__Texte fourni__
• • • • •

Le Devoir

Les médias en crise : qu’attend le Canada ?

D’autres pays commencent à tenir tête au duo cupide que forment Facebook et Google

- Jerry Dias Président national d’Unifor

Les organisati­ons médiatique­s canadienne­s sont en danger de mort, et il est temps que le gouverneme­nt fédéral s’attaque aux deux géants technologi­ques en maraude qui sont largement responsabl­es de la situation.

Facebook et Google ont pillé le marché canadien de la publicité numérique au cours de la dernière décennie. À eux deux, ils ont accaparé la grande majorité des revenus du marché canadien de la publicité en ligne, qui représente plus de 6 milliards de dollars, et qui a été la principale source de revenus des organisati­ons médiatique­s canadienne­s.

Pour ce faire, ils utilisent des contenus créés par ces organisati­ons, et ils ne paient absolument rien pour cela. Leurs actions ont été l’une des principale­s causes du carnage dans le paysage médiatique canadien.

Quel genre de carnage ? Au cours de la dernière décennie, plus de 250 journaux canadiens ont fermé leurs portes, privant les Canadiens d’informatio­n vitale sur ce qui se passe dans leurs communauté­s.

La pandémie de la COVID-19 a encore aggravé la situation, forçant des journaux qui luttaient déjà pour survivre à fermer leurs portes. Plus de 50 publicatio­ns ont disparu et 2000 emplois se sont envolés, selon J-Source. Plus de 100 organisati­ons médiatique­s ont été contrainte­s de procéder à des compressio­ns, y compris celles que l’on a vues récemment au Toronto Star.

La semaine dernière, Postmedia a laissé des communauté­s partout au pays sans source de nouvelles locales, fermant la plupart de ses journaux régionaux au Manitoba et éviscérant le paysage médiatique dans les communauté­s autour de Windsor en fermant 15 journaux et en licenciant 80 travailleu­rs.

Rien de tout cela n’est unique au Canada. En fait, Facebook et Google sont des délinquant­s en série. Les organisati­ons médiatique­s du monde entier sont en crise face à ce même duopole cupide.

La différence est que d’autres pays commencent à leur tenir tête.

L’office français de la concurrenc­e a annoncé à Google, il y a trois semaines, qu’il devait commencer à payer les médias pour la diffusion de leur contenu, et lui a donné trois mois pour mettre au point un accord de partage des revenus avec les éditeurs français.

• • • • •

__Consigne__
D'après l'article sur la crise des médias, combien de journaux canadiens ont fermé leurs portes au cours de la dernière décennie ?

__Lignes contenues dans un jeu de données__
• • • • •

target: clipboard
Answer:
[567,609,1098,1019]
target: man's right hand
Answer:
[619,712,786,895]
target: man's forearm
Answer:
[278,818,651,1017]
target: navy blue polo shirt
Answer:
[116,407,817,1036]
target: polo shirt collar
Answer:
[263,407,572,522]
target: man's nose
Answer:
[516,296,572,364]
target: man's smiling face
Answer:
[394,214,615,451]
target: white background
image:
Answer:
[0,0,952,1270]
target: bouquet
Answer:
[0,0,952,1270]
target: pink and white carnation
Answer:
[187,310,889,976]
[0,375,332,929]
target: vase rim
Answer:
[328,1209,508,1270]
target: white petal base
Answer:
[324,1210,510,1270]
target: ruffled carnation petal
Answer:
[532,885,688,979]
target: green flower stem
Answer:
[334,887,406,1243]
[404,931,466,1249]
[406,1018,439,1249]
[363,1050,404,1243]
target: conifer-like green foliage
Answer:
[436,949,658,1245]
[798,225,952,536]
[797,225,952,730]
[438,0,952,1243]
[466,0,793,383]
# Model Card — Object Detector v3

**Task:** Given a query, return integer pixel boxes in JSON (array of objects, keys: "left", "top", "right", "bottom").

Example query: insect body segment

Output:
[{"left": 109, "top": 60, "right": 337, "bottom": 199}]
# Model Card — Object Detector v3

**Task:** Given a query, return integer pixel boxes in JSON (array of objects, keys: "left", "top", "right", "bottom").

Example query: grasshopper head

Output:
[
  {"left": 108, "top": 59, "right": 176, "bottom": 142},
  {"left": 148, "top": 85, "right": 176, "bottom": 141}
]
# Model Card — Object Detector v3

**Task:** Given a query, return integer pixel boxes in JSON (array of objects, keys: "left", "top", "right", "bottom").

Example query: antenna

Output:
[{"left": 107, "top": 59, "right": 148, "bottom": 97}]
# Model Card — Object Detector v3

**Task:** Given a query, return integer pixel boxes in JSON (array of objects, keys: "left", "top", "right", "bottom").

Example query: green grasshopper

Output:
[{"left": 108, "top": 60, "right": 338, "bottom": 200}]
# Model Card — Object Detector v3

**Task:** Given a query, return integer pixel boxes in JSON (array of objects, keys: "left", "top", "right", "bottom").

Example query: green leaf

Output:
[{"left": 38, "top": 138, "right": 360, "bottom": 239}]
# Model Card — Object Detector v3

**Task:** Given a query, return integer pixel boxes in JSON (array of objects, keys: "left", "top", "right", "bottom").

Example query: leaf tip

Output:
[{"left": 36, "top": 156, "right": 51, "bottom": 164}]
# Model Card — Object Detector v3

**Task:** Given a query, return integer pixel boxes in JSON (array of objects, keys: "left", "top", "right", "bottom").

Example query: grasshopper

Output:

• • • • •

__Réponse__
Plus de 250 journaux canadiens ont fermé leurs portes au cours de la dernière décennie.